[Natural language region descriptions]
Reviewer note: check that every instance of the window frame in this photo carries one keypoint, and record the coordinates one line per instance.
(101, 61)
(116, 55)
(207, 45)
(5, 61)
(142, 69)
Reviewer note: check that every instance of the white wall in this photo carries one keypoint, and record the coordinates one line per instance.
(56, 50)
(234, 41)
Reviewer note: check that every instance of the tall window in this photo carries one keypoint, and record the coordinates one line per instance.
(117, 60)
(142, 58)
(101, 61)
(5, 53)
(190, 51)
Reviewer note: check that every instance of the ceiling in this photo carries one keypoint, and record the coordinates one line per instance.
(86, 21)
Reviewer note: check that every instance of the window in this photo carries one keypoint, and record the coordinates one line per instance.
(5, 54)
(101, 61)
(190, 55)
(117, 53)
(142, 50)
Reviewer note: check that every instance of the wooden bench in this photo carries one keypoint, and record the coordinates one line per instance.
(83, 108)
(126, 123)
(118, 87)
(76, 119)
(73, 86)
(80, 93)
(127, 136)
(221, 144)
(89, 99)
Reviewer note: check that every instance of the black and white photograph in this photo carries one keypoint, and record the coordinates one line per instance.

■ **WHAT THE TASK REQUIRES**: Restate the data above word for word. Leave nothing out.

■ **RESPONSE AREA**:
Reviewer note: check that every instance of the window frame in this photo carries one keypoint, and record the coordinates one line per instance.
(101, 61)
(116, 55)
(207, 45)
(5, 61)
(142, 69)
Reviewer note: check that every instance of the white wall in this photo carries one keypoint, and record the coordinates one line per instance.
(56, 50)
(234, 41)
Reviewer note: check that every instance of the tall window in this photo carries one keypoint, and record the coordinates one line per instance.
(117, 60)
(142, 58)
(101, 61)
(5, 53)
(190, 51)
Reviewer note: check that every instance of the ceiling in this photo carries one keypoint, and record the coordinates one line per instance.
(86, 21)
Reviewer note: check that every instance of the window in this photo carries one keypoint, and record the coordinates one line per instance.
(5, 54)
(101, 61)
(190, 55)
(117, 53)
(142, 50)
Reviewer note: check that every instance of the wooden bench in this photo carries one keypoint, and record the coordinates one line per instance.
(83, 108)
(126, 123)
(118, 87)
(76, 119)
(73, 86)
(80, 93)
(127, 136)
(221, 144)
(89, 99)
Reviewer note: check that every instance of the black and white photograph in this photo carries one keypoint, and record the coordinates one line per instance.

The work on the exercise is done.